* **Data**
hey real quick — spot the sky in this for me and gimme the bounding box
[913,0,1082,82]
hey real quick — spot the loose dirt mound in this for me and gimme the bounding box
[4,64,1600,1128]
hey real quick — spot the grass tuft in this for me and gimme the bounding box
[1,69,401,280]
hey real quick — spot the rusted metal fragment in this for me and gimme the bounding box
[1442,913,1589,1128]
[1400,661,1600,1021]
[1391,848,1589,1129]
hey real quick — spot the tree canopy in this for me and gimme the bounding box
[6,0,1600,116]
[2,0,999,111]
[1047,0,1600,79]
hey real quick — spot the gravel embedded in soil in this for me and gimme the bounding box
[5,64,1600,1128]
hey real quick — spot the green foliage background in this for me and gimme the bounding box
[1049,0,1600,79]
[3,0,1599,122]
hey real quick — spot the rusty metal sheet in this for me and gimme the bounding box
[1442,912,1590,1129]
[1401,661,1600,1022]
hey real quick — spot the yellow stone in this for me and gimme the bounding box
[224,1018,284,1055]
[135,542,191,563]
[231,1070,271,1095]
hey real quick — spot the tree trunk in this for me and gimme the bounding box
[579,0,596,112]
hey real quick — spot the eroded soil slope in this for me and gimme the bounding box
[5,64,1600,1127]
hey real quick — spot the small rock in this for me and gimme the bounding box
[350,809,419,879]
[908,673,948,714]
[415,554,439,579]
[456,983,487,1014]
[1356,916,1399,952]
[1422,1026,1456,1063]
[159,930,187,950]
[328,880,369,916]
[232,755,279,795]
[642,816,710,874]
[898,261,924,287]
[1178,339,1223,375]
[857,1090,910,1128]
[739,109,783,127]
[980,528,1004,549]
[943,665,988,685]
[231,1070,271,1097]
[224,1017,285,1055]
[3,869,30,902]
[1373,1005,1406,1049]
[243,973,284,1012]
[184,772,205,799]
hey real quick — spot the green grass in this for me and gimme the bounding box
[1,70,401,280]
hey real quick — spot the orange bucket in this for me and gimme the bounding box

* **Aim of the exercise**
Each line of the data has to be written out exactly as it appears.

* **Solution**
hey real quick — spot the sky in this for me and gimme the bounding box
[913,0,1082,82]
hey real quick — spot the loose dirt mound in this for me and gimme the bounding box
[4,64,1600,1128]
hey real quick — spot the grass tuft in this for me and gimme the bounding box
[1,69,401,280]
hey real quick — spot the rusted metal fragment in this for me and gimme the bounding box
[1442,913,1589,1128]
[1400,661,1600,1021]
[1391,848,1589,1129]
hey real quick — spot the tree canopy in this for me and gimme the bounding box
[6,0,1600,116]
[2,0,999,111]
[1047,0,1600,79]
hey real quick — spot the gravel embedded in soil in this for me and gimme the bounding box
[5,64,1600,1128]
hey real quick — spot the green foliage background in this for me and gimme the bounding box
[1049,0,1600,79]
[3,0,1599,122]
hey real quick — spot the rusty metal sheet in this for me and gimme the bounding box
[1442,912,1590,1129]
[1401,661,1600,1022]
hey real quick — spot the yellow stone in this for me and gimme the bounding box
[224,1018,284,1055]
[135,542,191,563]
[231,1070,271,1095]
hey real quick — spot the tree trunk in this for me and gimme the bounding box
[579,0,596,112]
hey real quick — spot the eroded soil slope in this for me and gimme the bounding box
[5,64,1600,1127]
hey real quick — spot the small rock in this for me and gimme the bounding box
[350,809,419,879]
[908,673,948,714]
[415,554,439,579]
[456,983,487,1014]
[1356,916,1399,952]
[1422,1026,1456,1063]
[159,930,187,950]
[328,880,369,916]
[232,755,279,795]
[642,816,710,874]
[898,261,924,287]
[1178,339,1223,375]
[857,1090,910,1128]
[739,109,783,127]
[980,528,1004,549]
[943,665,988,685]
[231,1070,271,1097]
[224,1017,285,1055]
[3,869,30,902]
[1373,1005,1406,1049]
[243,973,284,1012]
[184,772,205,799]
hey real quick — spot the green grass in this for me and gimme the bounding box
[1,70,401,280]
hey real quick — spot the orange bucket in this for me and gimme the bounding box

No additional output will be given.